====== Document passage ======

Liquid Art House circular bar
We’ll have another ’round.
Liquid Art House lounge for sale
You can even set up this lounge in your home.

About half of the 10,000 square foot space is dedicated to the main dining area. It appears that the majority of their overall design budget was spent on the chandelier and bar area because the dining room is fairly nondescript but for floor-to-ceiling windows. The overall palette in the room is neutral with the only color (except for the art on the walls) being the long, red, upholstered banquette against the back wall. Going with a white-walled SOHO gallery chic aesthetic might have been more fitting to display the art.

====== Stored data ======

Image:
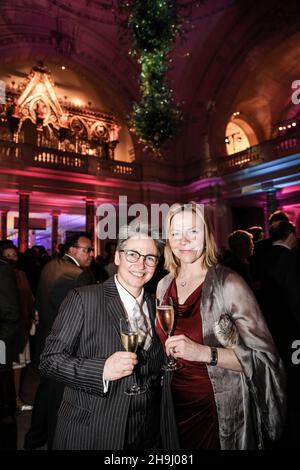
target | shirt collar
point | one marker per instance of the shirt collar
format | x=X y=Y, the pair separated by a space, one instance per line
x=128 y=299
x=73 y=259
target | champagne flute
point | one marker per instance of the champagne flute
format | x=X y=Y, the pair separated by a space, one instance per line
x=130 y=340
x=165 y=315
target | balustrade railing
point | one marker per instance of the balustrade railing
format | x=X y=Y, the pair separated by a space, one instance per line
x=265 y=152
x=29 y=155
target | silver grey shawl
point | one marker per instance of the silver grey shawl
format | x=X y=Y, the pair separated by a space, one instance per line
x=252 y=400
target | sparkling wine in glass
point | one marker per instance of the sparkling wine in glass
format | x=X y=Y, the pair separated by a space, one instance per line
x=130 y=340
x=165 y=315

======

→ Task instructions:
**a)** Answer these questions from the Liquid Art House passage:
(i) How large is the whole space, in square feet?
(ii) Besides the art on the walls, what provides the only color in the dining room?
(iii) Where does the passage say you can set up the lounge?
**b)** Please reproduce word for word the part of the Liquid Art House passage that opens with the words containing "About half of" and closes with "display the art.".
**c)** List every adjective the Liquid Art House passage applies to the banquette.
These records come from a separate source.

→ Answers by item number:
**a)**
(i) 10,000 square feet.
(ii) The long, red, upholstered banquette against the back wall.
(iii) In your home.

**b)**
About half of the 10,000 square foot space is dedicated to the main dining area. It appears that the majority of their overall design budget was spent on the chandelier and bar area because the dining room is fairly nondescript but for floor-to-ceiling windows. The overall palette in the room is neutral with the only color (except for the art on the walls) being the long, red, upholstered banquette against the back wall. Going with a white-walled SOHO gallery chic aesthetic might have been more fitting to display the art.

**c)** long, red, upholstered